▸ Selected passage:
((
Bambu Station: Humanity Bawlin’

“Humanity Bawlin’” hits Jalani Horton on several levels. He vividly recalls performing the song in Tel Aviv in 2005, at a Passover festival for African Hebrew Israelites. Not the Israel most imagine watching the news today, though that too plays into the meaning of the song. This is an ancient Israel, one that connects Africans and their descendents to this day.

Horton instructs Bambu Station to quiet the music. He asks the crowd about this “Palestinian thing,” the same “thing” African-Americans have endured for centuries. Someone shouts back, “you know how it is.” Horton nods his head affirmatively. Indeed, he does. 


Horton recalls one of his earliest influences, the great David Hinds. Horton in high school, jamming to Steel Pulse in his headphones, wondering who’s going to save the human race. It’s us, he realizes. Only us. If we choose to. The lyrics of “Humanity Bawlin’” represent this desire.


Because the song isn’t only about Africans in America or Palistinians in Israel. It’s about Partition as well. Over a million Indians died during the creation of Pakistan, a nation created as a response to the end of colonialism. The song is about any nation with a caste system, which is every nation, and those in power keeping the people separated. 

The song is a cry of unity in the face of division.


More pragmatically: Tuff Lion drove up to the Maryland studio, a new Korg Triton keyboard in his car. Horton turns it on, scrolling through the sound selections. He finds a sweet chord, which turns out to be a minor chord. The sound leaps from the speaker. Horton screams “Jah!” The first vocal on One Day is the revelation of a sound. 


“I hit it hard and sustained it, and sang out ‘Jah!’ because it made me feel like crying out to the heavens,” Horton recalls. “It felt perfect for an intro to a song. I demonstrated the sound to Tuff Lion. He liked it, too. Once I figured out a chord progression, Tuff Lion started ad libbing vocally, no discernible words, just sounds to match the vibes I was playing.”


Horton wrote words to Tuff Lion’s scat. Words powerful and sad. He’d been paying attention to Palestine and Israel since his brother became a member of the African Hebrew Israelite community in Dimona, a city in the Negev Desert. He knew that Africans were also oppressed in that land, even as the members fought to maintain their own biblical connection. 

Horton has no answers to these problems. But questions are powerful. He wanted to know “which man will be the first to love and get rid of hate?” An eternal conundrum. Our perpetual human circumstance. All Horton could do was be aware, then raise awareness.
))
▸ Source data:
((
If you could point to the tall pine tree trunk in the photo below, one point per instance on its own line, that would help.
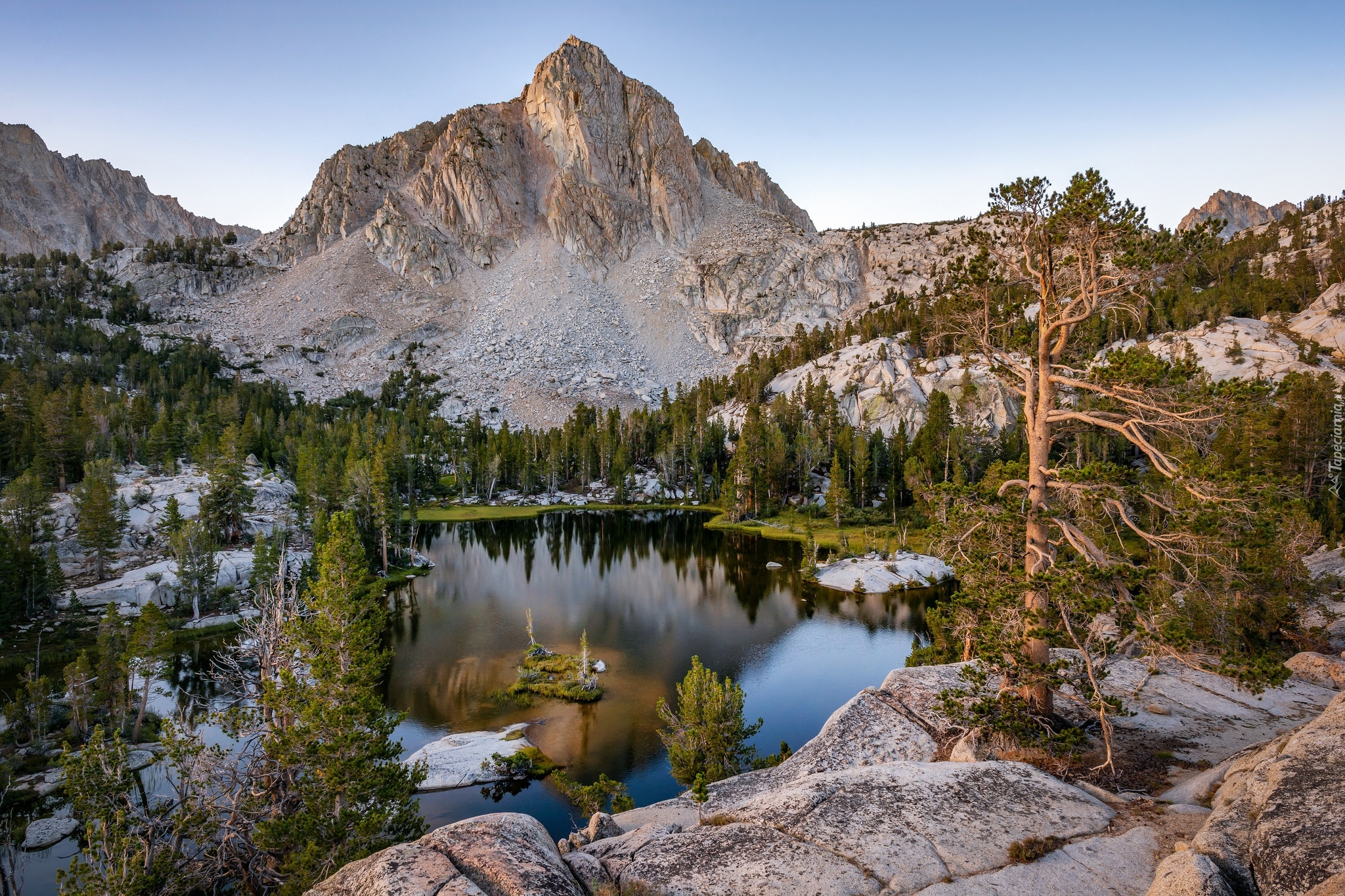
(1040, 554)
))
▸ Tasks for this exercise:
1. According to the passage about the song "Humanity Bawlin'," what did Tuff Lion have in his car when he drove up to the Maryland studio?
2. Render this sentence from the passage about the song "Humanity Bawlin'" in Spanish: "The song is a cry of unity in the face of division."
3. Reproduce word for word the portion of the passage about the song "Humanity Bawlin'" from "The song is a cry" to "of a sound.".
The data above are separate material and have no connection to the passage about the song "Humanity Bawlin'."

▸ Answers given:
1. A new Korg Triton keyboard.

2. La canción es un grito de unidad frente a la división.

3.
The song is a cry of unity in the face of division.


More pragmatically: Tuff Lion drove up to the Maryland studio, a new Korg Triton keyboard in his car. Horton turns it on, scrolling through the sound selections. He finds a sweet chord, which turns out to be a minor chord. The sound leaps from the speaker. Horton screams “Jah!” The first vocal on One Day is the revelation of a sound.